### [To do]
Leaving every image behind, reproduce the records word for word.

### [Supplied entries]
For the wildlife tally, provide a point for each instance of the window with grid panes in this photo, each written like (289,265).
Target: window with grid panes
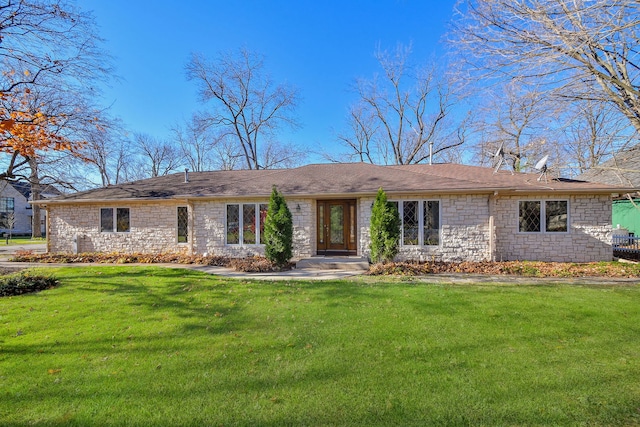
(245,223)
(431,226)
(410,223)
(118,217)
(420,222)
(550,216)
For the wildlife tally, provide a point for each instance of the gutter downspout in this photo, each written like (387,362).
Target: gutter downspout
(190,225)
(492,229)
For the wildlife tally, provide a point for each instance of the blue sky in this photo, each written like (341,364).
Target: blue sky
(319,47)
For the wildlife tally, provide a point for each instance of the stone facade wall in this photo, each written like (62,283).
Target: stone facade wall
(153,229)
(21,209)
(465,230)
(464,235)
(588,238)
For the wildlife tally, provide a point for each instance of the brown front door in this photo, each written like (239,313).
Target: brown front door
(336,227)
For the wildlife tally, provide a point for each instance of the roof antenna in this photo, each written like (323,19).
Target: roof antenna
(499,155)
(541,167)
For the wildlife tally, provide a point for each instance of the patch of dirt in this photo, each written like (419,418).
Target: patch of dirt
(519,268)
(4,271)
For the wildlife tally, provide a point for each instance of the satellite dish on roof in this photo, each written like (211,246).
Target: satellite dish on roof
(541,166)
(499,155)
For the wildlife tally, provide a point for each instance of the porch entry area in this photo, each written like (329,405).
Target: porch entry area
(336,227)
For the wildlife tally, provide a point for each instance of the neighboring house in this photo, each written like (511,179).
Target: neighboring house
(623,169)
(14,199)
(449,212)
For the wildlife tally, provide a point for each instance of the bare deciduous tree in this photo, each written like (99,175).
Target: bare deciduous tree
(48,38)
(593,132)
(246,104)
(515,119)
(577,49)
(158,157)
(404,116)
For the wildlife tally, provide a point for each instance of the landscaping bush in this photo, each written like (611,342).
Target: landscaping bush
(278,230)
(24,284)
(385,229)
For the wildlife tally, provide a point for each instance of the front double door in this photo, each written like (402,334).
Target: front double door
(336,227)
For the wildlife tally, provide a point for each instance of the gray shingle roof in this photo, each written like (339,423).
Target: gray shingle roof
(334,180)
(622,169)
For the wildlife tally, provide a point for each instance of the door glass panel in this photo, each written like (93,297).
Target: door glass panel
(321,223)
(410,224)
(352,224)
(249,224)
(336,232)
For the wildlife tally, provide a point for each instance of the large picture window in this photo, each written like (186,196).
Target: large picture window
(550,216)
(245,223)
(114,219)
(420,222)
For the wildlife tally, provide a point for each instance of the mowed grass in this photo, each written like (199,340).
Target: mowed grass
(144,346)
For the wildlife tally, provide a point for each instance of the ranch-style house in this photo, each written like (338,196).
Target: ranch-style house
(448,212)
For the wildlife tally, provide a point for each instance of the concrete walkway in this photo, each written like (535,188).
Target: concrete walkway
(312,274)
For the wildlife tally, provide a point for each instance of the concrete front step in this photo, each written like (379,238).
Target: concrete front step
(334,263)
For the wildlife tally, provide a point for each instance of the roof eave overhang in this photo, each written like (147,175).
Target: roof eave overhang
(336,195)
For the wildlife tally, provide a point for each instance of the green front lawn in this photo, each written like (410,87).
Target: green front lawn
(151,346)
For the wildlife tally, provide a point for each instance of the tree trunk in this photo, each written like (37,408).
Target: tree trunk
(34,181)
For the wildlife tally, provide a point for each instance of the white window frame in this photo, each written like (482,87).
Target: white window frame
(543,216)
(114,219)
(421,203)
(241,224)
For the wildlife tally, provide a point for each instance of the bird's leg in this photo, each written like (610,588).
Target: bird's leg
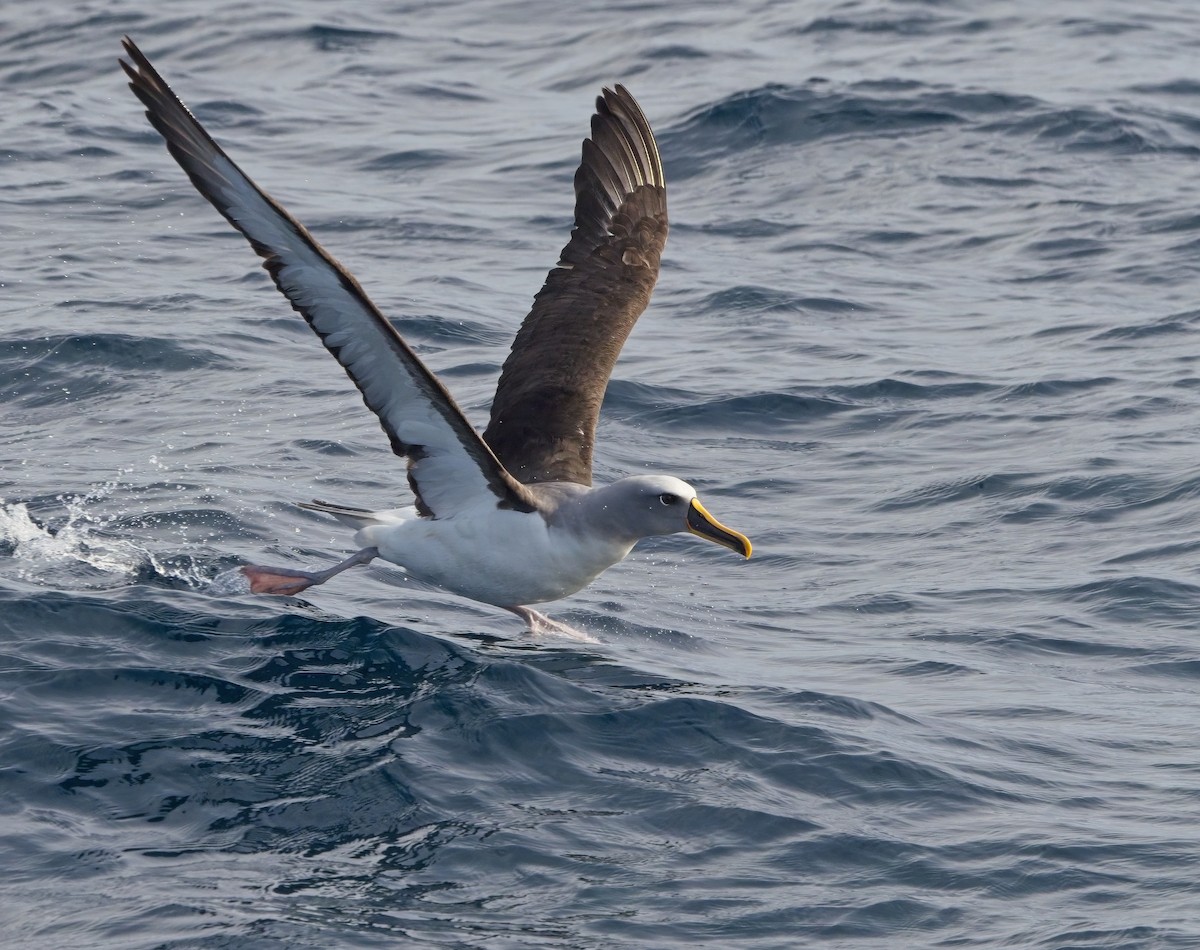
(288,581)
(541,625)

### [Exercise solution]
For the wildlife tally, provide a point for each instance of the window with grid panes in this photo, each written like (289,265).
Target: window with grid panes
(245,223)
(431,226)
(410,223)
(118,217)
(420,222)
(550,216)
For the wildlife tally, provide a point for each instance of the gutter downspout in this photo, each written like (387,362).
Target: gutter downspout
(190,225)
(492,229)
For the wildlife tally, provide a point for each instance of the blue sky in this photo, each written like (341,364).
Target: blue sky
(319,47)
For the wildlife tally, provide a point for each instance of the stone facade wall in this photo, each written like (62,283).
Target: stone facade wall
(153,229)
(21,209)
(465,230)
(464,235)
(588,238)
For the wildlife tally, provide a point for each instance of the brown front door in this photo, each written like (239,313).
Target: brown front door
(336,227)
For the wildlife tally, provide a point for each instance of the roof antenna in this photo, each written like (323,19).
Target: roof antenna
(499,155)
(541,167)
For the wildlife tally, provide a point for each instance of the patch of dirt in this photo, each written like (419,418).
Target: patch of dirt
(519,268)
(4,271)
For the wildlife tally, provide a point for each instance of the satellite dish on roof in this photo, each written like (211,246).
Target: satellite dish on roof
(541,166)
(499,155)
For the wildlife tally, provide a point for each instance of the porch entry area in this photo, each written like (329,405).
Target: porch entry area
(336,227)
For the wildlife tally, provide a point for each instance of the neighboring house in this photo, each written like (511,179).
Target: neighboring house
(623,169)
(14,199)
(449,212)
For the wildlife tally, provide a point for each instance of the bare deciduous tree in this photo, each written like (99,175).
Target: bare deciduous tree
(48,38)
(593,132)
(246,104)
(515,119)
(577,49)
(158,157)
(404,116)
For the wildlife tally, provide a point for each instance of the landscaping bush in this photo, each written like (611,342).
Target: landscaping bush
(278,230)
(24,284)
(385,229)
For the wildlife tally, provide a point for each instance of the front double door in this photo, each written like (402,334).
Target: front double door
(336,227)
For the wildlife tally, provide a point for each instance of the gray shingle roof in this photo, each written like (339,423).
Target: gray shingle roof
(334,180)
(622,169)
For the wildlife tally, provide a point for each instance of the door glass panel in this photo, each written like (93,297).
Target: door glass panel
(321,223)
(410,224)
(352,224)
(249,224)
(336,232)
For the wildlife tally, provide a point for each instance of the large picture window in this photo, each written like (186,196).
Target: large picture window
(550,216)
(245,223)
(114,219)
(420,222)
For the wildlife tally, provide a point for each instance of the mowed grass in this photo, each written like (199,340).
Target: mowed grass
(144,346)
For the wildlife tally, provide a point for each instance of the ranch-style house in this photo, each written like (338,196).
Target: ranch-style house
(448,212)
For the wildlife tally, provide a point for each instance of the concrete walkway in this photo, each written like (535,188).
Target: concrete walkway
(312,274)
For the wildlife tally, provide a point for each instance of the concrete front step in this photo, each written like (379,238).
Target: concrete front step
(334,263)
For the wildlife tally, provide a point for each instance of the roof eave overhang in this photo, each written like (147,175).
Target: roof eave overhang
(336,195)
For the wildlife tally, provide a point for each instance of the green front lawn in this photo, each written like (410,87).
Target: green front lawn
(151,346)
For the wildlife tally, provide a point for each instance of the tree trunk in this photo, each written like (37,408).
Target: tree trunk
(34,181)
For the wildlife tally, provide a point for each instance of the white window frame in this photo, each written like (482,87).
Target: white window frame
(543,216)
(114,219)
(421,203)
(241,224)
For the wildlife tally, provide a point for each instance of the bird's leg in this photo, each written like (610,588).
Target: bird's leg
(288,581)
(541,625)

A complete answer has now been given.